Please find every line in the records below that contains the word "locate", with matching case, and copy those lines.

### Data entries
------------
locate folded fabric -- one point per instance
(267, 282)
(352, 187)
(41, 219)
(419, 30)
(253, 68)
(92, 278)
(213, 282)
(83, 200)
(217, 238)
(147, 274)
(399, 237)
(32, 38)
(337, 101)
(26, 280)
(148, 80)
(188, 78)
------------
### Output of the task
locate folded fabric -- one point per instance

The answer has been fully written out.